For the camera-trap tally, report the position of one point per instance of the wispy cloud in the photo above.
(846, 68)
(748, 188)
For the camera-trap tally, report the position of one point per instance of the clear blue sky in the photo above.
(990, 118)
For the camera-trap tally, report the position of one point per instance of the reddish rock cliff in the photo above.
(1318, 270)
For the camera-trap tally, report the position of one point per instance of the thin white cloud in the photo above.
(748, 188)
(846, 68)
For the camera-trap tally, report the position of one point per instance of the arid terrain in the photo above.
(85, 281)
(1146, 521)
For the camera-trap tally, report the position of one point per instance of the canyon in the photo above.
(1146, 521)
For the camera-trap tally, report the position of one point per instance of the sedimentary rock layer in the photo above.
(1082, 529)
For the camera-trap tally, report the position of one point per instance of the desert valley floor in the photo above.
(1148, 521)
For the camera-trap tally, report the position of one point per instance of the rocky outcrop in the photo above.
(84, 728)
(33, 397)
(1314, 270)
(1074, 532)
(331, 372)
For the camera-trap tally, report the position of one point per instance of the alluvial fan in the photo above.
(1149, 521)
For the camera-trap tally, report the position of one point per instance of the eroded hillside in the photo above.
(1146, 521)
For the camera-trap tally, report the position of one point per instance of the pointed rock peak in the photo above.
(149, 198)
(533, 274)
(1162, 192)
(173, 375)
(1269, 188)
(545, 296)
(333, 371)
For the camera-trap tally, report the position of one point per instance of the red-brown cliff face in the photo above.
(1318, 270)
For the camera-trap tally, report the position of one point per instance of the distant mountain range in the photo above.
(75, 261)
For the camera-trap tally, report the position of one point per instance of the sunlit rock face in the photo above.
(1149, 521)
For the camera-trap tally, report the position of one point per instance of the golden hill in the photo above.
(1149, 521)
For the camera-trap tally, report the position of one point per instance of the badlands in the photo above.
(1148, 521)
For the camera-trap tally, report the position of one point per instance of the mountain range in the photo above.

──────────────────────────────

=== Given problem ===
Print from the line containing "distant mountain range in the photo above." to the last line above, exactly as written.

=== Exercise answer ===
For the camera-trap tally, report the position of one point per instance of the distant mountain range in the photo above.
(75, 261)
For the camera-trap tally, report the position of one point per instance of the sunlit rock face in the photo above.
(1149, 521)
For the camera-trap tally, report the position of one point per instance of the golden hill in the photo above.
(1149, 521)
For the camera-trap tally, report the position of one point per instance of the badlands in the photo above.
(1148, 521)
For the camera-trap tally, report the position of one point per instance of the mountain range in the photo above.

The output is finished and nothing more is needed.